:: Extracted records

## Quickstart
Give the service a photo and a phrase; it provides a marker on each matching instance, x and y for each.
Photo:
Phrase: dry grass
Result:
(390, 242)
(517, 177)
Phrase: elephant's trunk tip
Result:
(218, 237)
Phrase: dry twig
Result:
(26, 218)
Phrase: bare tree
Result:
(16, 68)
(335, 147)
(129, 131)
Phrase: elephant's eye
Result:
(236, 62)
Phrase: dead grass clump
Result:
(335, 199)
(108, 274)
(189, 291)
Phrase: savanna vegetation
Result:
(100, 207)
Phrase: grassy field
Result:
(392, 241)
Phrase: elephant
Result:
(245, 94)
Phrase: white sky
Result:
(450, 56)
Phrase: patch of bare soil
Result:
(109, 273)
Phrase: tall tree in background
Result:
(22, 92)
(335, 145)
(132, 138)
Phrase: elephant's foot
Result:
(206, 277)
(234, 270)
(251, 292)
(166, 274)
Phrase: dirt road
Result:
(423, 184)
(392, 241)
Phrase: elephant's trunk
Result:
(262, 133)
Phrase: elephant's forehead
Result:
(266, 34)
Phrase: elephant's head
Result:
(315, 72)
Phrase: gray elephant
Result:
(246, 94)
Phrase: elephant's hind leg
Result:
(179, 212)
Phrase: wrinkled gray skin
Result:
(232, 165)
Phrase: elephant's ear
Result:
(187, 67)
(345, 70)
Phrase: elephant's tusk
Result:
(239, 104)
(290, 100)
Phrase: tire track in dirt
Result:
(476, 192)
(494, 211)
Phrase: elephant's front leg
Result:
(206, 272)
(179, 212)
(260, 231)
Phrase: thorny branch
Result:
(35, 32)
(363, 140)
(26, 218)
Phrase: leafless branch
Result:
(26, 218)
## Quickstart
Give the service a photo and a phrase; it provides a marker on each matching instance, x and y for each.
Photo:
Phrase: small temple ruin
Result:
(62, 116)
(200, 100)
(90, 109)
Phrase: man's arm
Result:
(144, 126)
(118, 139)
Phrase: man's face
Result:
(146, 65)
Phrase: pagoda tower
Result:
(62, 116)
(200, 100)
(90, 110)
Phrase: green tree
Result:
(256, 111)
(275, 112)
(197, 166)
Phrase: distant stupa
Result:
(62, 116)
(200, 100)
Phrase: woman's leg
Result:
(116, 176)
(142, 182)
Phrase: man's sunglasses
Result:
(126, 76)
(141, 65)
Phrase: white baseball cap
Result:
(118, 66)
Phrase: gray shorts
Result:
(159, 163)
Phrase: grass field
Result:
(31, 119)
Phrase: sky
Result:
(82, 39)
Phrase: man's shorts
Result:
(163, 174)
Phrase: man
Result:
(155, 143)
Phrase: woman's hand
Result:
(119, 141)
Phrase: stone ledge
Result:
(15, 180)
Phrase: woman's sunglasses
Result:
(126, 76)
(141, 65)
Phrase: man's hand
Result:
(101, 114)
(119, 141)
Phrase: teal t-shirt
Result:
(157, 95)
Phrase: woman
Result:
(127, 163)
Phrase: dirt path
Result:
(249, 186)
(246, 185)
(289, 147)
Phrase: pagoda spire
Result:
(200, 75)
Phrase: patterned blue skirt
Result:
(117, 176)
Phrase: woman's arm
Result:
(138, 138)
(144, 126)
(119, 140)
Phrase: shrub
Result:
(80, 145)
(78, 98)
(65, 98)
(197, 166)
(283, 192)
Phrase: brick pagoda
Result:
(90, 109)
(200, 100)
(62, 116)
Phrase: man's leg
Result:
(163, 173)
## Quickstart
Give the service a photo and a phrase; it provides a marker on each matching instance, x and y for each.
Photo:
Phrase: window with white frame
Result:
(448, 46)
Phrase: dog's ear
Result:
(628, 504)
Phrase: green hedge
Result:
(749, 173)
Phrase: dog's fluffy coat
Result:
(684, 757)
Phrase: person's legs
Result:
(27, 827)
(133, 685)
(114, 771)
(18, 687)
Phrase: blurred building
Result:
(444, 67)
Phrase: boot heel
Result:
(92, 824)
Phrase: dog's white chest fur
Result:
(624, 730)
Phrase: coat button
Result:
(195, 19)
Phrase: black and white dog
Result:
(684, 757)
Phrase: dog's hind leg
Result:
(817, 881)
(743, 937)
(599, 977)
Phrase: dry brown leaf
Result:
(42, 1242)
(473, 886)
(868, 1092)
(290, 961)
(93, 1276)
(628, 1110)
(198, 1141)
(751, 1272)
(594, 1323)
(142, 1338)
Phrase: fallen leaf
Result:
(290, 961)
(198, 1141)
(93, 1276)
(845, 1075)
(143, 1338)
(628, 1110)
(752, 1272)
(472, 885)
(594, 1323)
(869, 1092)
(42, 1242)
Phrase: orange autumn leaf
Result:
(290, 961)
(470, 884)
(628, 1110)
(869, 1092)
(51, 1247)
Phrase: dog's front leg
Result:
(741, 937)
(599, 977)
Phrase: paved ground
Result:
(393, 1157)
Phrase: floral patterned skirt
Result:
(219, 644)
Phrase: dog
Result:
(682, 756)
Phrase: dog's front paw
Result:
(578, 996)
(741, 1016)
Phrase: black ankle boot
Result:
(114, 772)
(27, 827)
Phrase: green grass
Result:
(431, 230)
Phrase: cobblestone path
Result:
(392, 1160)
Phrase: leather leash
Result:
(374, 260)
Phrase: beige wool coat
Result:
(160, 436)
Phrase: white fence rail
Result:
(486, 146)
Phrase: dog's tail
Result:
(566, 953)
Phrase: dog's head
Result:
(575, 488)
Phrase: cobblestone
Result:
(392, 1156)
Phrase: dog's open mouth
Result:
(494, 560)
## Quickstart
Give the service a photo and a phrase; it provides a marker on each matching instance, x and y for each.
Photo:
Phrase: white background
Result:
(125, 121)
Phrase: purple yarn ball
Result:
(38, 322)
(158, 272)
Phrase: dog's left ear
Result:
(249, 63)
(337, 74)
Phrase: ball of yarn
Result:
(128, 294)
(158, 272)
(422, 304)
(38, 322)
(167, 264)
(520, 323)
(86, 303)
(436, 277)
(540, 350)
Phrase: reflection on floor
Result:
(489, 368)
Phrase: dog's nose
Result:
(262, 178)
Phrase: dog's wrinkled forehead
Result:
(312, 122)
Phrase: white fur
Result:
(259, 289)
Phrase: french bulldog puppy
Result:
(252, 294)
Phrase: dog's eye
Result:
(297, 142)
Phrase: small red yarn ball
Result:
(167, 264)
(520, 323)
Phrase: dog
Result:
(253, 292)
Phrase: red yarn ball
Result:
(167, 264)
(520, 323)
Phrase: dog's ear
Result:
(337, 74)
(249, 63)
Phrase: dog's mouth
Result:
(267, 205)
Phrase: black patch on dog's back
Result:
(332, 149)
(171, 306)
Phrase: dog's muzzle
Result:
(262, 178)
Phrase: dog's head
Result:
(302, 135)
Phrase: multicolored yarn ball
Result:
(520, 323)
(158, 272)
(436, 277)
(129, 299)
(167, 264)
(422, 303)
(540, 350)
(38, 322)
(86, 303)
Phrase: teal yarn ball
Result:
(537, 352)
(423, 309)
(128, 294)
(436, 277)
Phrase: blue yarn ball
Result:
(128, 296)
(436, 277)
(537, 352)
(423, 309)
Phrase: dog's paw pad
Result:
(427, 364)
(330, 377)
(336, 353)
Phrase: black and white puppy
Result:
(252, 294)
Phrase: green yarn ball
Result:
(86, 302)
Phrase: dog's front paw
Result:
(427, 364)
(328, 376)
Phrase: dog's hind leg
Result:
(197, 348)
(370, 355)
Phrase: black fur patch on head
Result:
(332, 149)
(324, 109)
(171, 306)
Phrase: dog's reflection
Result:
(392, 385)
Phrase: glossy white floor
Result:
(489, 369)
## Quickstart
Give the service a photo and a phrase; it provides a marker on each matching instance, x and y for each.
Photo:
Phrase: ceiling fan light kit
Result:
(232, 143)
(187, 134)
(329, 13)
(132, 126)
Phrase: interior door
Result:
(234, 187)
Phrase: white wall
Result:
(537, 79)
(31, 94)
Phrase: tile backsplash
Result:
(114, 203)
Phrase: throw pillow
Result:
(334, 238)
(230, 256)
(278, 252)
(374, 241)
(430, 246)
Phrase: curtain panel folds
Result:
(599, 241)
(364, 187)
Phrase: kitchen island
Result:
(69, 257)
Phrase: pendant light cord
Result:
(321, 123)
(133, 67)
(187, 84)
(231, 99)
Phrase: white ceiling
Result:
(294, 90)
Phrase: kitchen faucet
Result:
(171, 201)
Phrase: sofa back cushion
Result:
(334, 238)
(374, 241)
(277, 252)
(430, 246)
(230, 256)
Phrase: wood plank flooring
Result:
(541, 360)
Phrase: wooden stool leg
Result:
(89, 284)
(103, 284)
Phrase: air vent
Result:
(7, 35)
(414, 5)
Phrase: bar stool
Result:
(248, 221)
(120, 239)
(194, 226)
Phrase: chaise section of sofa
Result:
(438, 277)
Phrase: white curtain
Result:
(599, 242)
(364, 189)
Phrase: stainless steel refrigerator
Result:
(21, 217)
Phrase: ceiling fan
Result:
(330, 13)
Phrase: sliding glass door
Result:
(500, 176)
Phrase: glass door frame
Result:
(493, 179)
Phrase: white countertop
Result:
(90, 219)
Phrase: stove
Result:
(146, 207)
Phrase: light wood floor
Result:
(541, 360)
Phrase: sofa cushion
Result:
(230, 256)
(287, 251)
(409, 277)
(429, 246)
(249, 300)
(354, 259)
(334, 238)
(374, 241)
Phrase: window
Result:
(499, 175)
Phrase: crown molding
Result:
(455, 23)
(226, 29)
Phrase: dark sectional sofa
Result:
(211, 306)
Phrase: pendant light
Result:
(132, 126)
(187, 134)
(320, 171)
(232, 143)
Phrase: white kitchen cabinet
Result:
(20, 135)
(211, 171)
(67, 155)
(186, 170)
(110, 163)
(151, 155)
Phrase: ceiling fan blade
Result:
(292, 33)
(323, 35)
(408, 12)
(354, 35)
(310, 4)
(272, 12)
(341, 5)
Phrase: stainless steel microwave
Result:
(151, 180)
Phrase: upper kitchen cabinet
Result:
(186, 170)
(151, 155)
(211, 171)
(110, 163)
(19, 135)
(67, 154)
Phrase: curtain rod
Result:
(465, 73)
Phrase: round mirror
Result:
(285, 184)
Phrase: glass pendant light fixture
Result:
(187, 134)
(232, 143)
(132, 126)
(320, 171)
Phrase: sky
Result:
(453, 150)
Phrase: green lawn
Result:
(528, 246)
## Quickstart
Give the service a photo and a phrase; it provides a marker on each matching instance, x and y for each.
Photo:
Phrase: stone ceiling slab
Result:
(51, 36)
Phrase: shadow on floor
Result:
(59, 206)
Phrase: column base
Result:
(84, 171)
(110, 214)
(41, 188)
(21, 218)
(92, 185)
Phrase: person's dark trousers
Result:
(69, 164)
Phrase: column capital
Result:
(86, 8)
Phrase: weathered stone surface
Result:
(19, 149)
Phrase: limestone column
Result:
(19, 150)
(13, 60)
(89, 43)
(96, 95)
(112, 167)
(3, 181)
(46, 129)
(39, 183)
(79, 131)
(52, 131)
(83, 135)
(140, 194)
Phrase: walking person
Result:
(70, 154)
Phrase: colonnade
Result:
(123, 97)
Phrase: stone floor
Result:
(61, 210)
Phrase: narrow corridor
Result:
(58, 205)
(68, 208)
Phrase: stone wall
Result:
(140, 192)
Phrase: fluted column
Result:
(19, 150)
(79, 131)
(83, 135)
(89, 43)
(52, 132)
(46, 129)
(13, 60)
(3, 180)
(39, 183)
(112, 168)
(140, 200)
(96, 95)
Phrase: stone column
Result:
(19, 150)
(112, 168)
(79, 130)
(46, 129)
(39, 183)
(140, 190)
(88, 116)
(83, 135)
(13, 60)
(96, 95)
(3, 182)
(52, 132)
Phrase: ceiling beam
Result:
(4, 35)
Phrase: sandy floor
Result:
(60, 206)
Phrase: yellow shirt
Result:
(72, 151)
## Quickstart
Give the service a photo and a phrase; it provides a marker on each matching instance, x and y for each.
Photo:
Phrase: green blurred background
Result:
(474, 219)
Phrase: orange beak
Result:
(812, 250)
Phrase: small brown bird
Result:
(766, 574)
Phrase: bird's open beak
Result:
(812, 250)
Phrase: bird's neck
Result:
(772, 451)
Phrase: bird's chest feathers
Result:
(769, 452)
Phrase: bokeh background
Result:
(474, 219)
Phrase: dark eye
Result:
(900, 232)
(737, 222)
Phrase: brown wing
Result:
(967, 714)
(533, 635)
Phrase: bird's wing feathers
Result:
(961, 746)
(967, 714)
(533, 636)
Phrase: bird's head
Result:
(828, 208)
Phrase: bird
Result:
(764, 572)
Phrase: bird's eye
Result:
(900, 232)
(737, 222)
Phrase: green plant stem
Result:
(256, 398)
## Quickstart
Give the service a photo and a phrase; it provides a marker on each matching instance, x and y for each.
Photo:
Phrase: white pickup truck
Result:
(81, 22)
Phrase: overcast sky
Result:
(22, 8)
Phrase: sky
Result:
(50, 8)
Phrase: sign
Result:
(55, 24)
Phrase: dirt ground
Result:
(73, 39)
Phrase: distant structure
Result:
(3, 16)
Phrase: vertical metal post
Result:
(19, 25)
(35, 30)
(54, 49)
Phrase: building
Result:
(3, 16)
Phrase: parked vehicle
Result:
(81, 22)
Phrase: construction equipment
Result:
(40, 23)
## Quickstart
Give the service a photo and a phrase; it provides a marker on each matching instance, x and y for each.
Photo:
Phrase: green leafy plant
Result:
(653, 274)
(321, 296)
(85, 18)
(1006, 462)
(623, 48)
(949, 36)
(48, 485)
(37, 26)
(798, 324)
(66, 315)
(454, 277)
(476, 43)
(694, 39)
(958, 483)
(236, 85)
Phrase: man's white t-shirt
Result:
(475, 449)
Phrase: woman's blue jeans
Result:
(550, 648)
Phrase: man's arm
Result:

::::

- _Assignment_:
The answer must be all the lines above that hold the word "background".

- _Solved exercise_:
Phrase: tall tree in background
Phrase: white background
Phrase: green blurred background
Phrase: bokeh background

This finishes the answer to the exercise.